## What you need to do
Every line below from the one containing "Task | locate the green foliage" through the one containing "Task | locate the tall" must be transcribed exactly. Omit all lines outside that stretch.

Records Block Start

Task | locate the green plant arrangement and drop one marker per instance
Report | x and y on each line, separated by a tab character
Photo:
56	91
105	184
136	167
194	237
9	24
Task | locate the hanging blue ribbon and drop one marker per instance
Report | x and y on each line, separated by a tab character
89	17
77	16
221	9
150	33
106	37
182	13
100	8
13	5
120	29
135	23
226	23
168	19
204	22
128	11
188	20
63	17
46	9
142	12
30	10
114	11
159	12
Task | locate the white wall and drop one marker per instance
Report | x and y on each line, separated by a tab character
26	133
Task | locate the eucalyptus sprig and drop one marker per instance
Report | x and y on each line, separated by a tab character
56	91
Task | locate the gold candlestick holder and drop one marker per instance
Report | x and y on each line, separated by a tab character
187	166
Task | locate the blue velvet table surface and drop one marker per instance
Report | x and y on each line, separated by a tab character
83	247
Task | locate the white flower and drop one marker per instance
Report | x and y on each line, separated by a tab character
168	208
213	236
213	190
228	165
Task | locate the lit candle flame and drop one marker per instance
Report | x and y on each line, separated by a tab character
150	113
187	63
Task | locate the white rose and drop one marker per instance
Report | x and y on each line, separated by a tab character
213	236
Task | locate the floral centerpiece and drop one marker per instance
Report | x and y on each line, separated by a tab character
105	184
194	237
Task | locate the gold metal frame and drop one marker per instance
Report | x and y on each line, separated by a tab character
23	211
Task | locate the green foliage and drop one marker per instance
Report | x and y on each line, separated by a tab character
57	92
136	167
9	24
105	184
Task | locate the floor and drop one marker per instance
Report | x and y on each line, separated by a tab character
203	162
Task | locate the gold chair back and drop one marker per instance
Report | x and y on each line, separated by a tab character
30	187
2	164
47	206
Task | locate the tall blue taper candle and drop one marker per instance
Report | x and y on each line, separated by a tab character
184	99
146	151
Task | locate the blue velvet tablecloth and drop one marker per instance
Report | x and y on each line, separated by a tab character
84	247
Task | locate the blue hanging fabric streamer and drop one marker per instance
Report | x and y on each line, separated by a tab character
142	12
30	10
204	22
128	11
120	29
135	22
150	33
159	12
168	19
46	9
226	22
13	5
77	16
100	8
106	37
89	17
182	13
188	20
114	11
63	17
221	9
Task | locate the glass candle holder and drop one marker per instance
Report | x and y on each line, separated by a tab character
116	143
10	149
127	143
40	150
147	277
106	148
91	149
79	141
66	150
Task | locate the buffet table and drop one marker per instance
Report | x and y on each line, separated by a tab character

Records Block End

## Task result
Task | locate the green foliage and drop one marker per instance
Report | x and y on each line, separated by a tab character
57	92
136	167
9	24
105	184
Task | locate the floor and drop one marker per instance
Report | x and y on each line, separated by a tab character
203	162
Task | locate the gold chair back and drop one marker per instance
Report | x and y on each line, separated by a tab character
30	187
2	164
47	206
Task | locate the tall blue taper candle and drop one marker per instance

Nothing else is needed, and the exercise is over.